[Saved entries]
______

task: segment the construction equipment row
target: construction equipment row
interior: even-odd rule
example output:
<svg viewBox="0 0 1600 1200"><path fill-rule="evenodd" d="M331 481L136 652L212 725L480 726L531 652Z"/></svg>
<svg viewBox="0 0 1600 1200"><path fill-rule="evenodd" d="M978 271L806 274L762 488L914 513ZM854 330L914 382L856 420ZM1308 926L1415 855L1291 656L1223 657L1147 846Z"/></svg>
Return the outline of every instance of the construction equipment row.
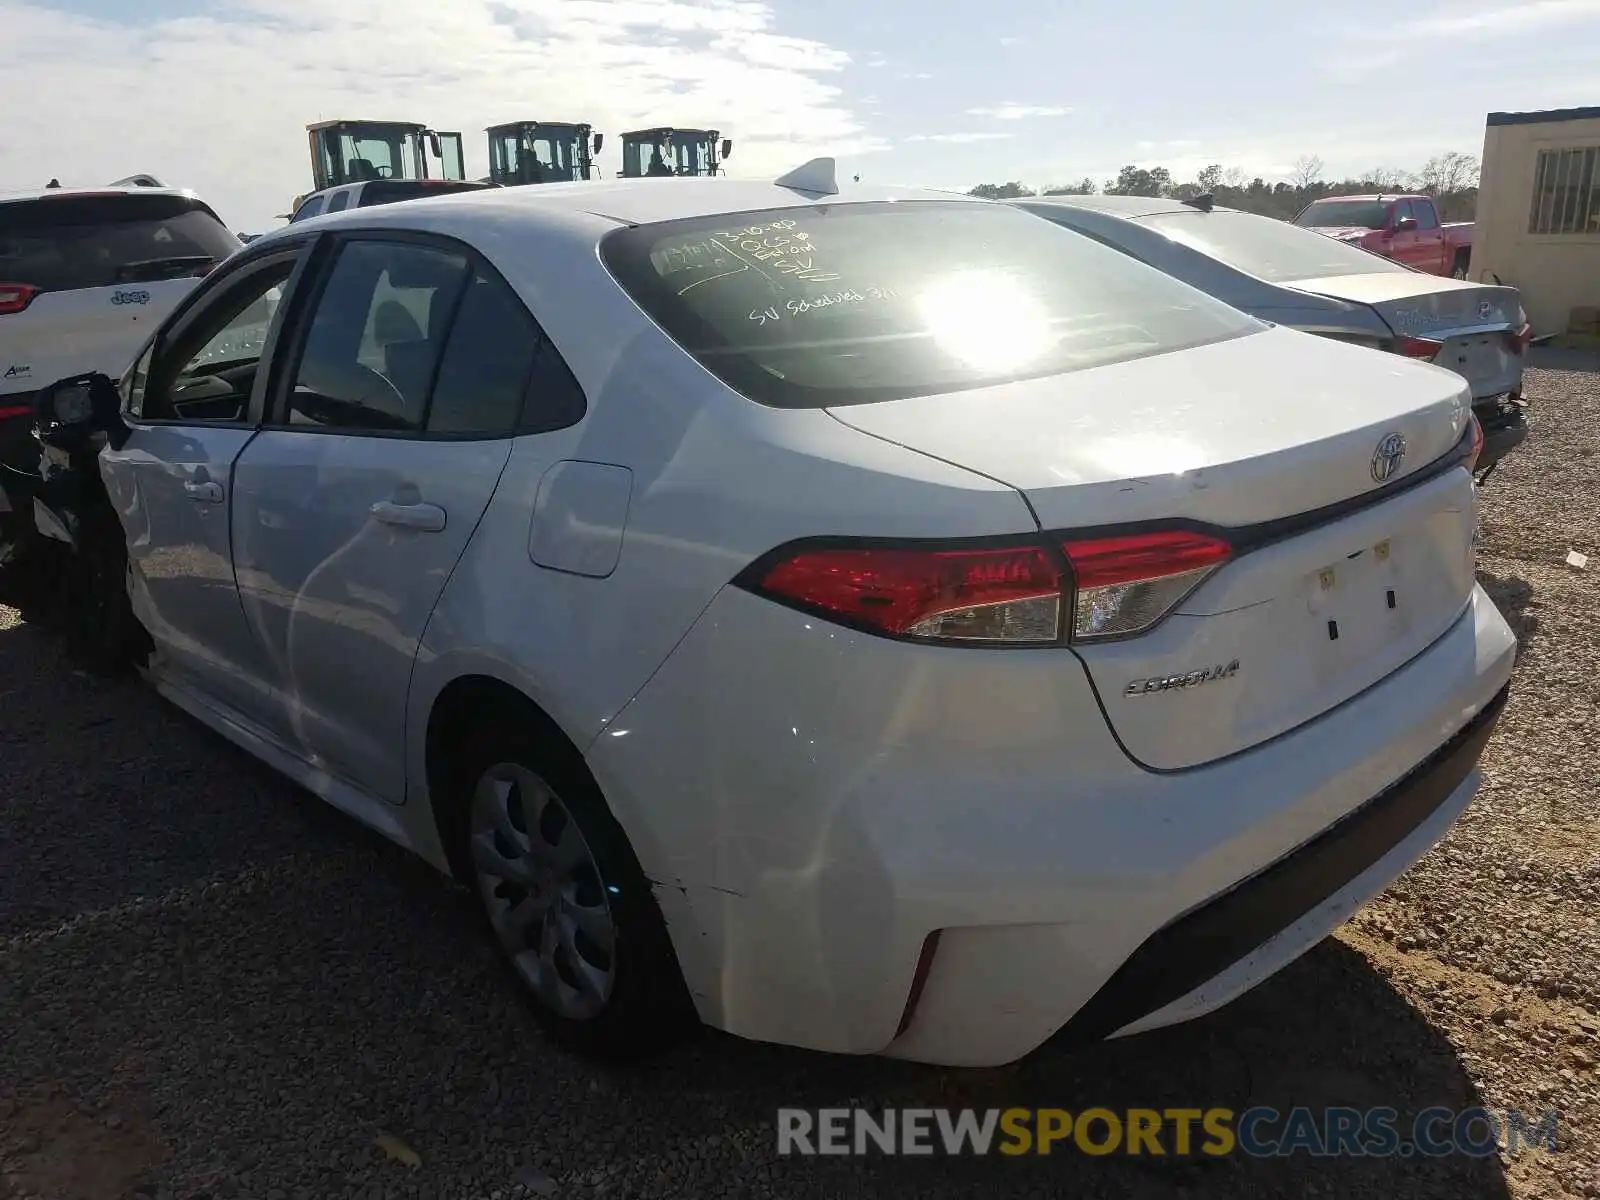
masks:
<svg viewBox="0 0 1600 1200"><path fill-rule="evenodd" d="M375 179L466 179L459 133L414 121L319 121L306 132L313 191ZM605 142L589 125L565 121L514 121L486 132L483 182L501 186L593 179ZM732 152L732 140L715 129L636 129L622 135L622 174L718 175Z"/></svg>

______

### ACTION ITEM
Reproduce every entry above in full and exactly, though not its pictures.

### THE ANSWER
task: segment the construction equipment row
target: construction equipment row
interior: even-odd rule
example output:
<svg viewBox="0 0 1600 1200"><path fill-rule="evenodd" d="M331 481L136 652L212 725L480 726L531 652Z"/></svg>
<svg viewBox="0 0 1600 1200"><path fill-rule="evenodd" d="M978 271L806 274L762 488L914 513ZM854 330L914 382L856 420ZM1308 926L1415 855L1291 656L1223 657L1147 846Z"/></svg>
Return the outline of every instance of the construction equipment row.
masks:
<svg viewBox="0 0 1600 1200"><path fill-rule="evenodd" d="M375 179L466 179L459 133L414 121L319 121L306 132L313 191ZM605 142L589 125L565 121L514 121L486 132L483 182L501 186L593 179ZM732 152L732 140L715 129L636 129L622 135L622 174L718 175Z"/></svg>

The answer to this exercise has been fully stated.